_Daftar Tugas_
1 - Ringkaslah teks tentang hujan asam dalam dua kalimat.
2 - Salin ulang persis bagian entri yang dimulai dengan baris berisi "Guideline: one marker per instance of the white sneaker, placed" dan berlanjut sampai entri terakhir, kedua ujungnya ikut disalin.

_Teks Bacaan_
Hujan Asam
Oleh : Gayatri Wahyu Andini (@P13-GAYATRI)
Abstrak
Hujan asam memiliki pH dibawah 5, yang dimana memiliki efek
buruk bagi lingkungan, tanaman, manusia, dan hewan. Penyebab nya adalah
kegiatan industri, kendaraan bermotor, dan sebagainya. Dijelaskan bahwa gas
sulfur dioksida dan nitrogen oksida yang bereaksi dengan air membentuk asam
sulfat dan asam nitrat.
Kata Kunci :
hujan asam, pH, molekul, penyebab, dampak
I. Pendahuluan
Negara tropis seperti Indonesia memiliki dua musim, yaitu musim
kemarau dan musim
penghujan. Musim kemarau biasa terjadi pada April hingga September dan
musim hujan terjadi pada Oktober hingga Maret. Saat musim hujan tiba, hujan dapat
turun setiap saat. Hujan merupakan salah satu dari Siklus hidrologi yang
merupakan suatu siklus perputaran air dari bumi ke atmosfer dan kembali lagi ke
bumi dan berlangsung secara terus menerus. Hujan merupakan salah satu fenomena
atau peristiwa alam yang terajdi di bumi.
Hujan normal memiliki pH sedikit asam, namun kondisinya tidak
separah hujan asam. Air hujan biasanya memiliki pH berkisar 5,6, namun berbeda
dengan hujan asam yang memiliki pH dibawah angka 5. Air hujan yang normal
memiliki sifat asam karena adanya kandungan karbon dioksida (CO2) di
udara. Karbon dioksida ini bereaksi dengan air sehingga membentuk asam karbonat
lemah. Kandungan asam karbonat lemah dalam air hujan masih dianggap normal
karena jenis asam ini dapat membantu melarutkan mineral tanah yang dibutuhkan
oleh makhluk hidup.
II.
Permasalahan
Hujan asam memiliki pengaruh yang negatif bagi lingkungan dan
masyarakat yang menempatinya, selain itu ada juga pengaruh positif. Hujan asam
disebabkan oleh 2 faktor yaitu faktor alam berupa semburan dari gunung berapi dan
faktor dari kegiatan manusia.
III.

_Data Tersedia_
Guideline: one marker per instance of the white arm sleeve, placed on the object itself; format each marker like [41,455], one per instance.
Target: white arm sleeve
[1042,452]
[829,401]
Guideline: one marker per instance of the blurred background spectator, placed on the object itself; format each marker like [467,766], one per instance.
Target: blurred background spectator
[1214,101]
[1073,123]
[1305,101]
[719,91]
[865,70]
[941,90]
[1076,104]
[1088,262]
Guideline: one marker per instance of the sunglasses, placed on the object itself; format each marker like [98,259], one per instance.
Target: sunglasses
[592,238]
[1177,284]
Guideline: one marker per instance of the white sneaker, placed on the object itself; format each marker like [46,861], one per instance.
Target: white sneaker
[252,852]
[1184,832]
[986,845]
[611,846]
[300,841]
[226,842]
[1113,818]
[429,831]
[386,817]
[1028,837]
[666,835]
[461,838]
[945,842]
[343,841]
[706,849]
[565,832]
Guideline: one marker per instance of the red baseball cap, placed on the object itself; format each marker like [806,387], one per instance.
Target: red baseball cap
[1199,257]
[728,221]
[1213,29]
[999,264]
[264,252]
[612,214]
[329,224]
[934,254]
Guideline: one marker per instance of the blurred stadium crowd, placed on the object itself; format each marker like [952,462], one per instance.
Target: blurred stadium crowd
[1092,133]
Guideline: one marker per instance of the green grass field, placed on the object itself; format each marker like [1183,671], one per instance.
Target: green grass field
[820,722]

_Kunci Jawaban_
1 - Hujan asam memiliki pH di bawah 5 dan berdampak buruk bagi lingkungan, tanaman, manusia, dan hewan, sedangkan hujan normal hanya sedikit asam dengan pH sekitar 5,6 karena karbon dioksida di udara membentuk asam karbonat lemah. Hujan asam disebabkan oleh faktor alam berupa semburan gunung berapi dan oleh kegiatan manusia seperti industri dan kendaraan bermotor, yang menghasilkan gas sulfur dioksida dan nitrogen oksida yang bereaksi dengan air membentuk asam sulfat dan asam nitrat.

2 -
Guideline: one marker per instance of the white sneaker, placed on the object itself; format each marker like [46,861], one per instance.
Target: white sneaker
[252,852]
[1184,832]
[986,845]
[611,846]
[300,841]
[226,842]
[1113,818]
[429,831]
[386,817]
[1028,837]
[666,835]
[461,838]
[945,842]
[343,841]
[706,849]
[565,832]
Guideline: one marker per instance of the red baseball cap, placed on the object itself; format each marker like [806,387], one per instance.
Target: red baseball cap
[1199,257]
[728,221]
[1213,29]
[999,264]
[264,252]
[612,214]
[329,224]
[934,254]
Guideline: one marker per instance of the blurred stadium crowd, placed on the object itself; format each marker like [952,462], one per instance.
Target: blurred stadium crowd
[1092,133]
Guideline: one marker per instance of the green grass field, placed on the object itself; format each marker like [1183,671], one per instance.
Target: green grass field
[820,722]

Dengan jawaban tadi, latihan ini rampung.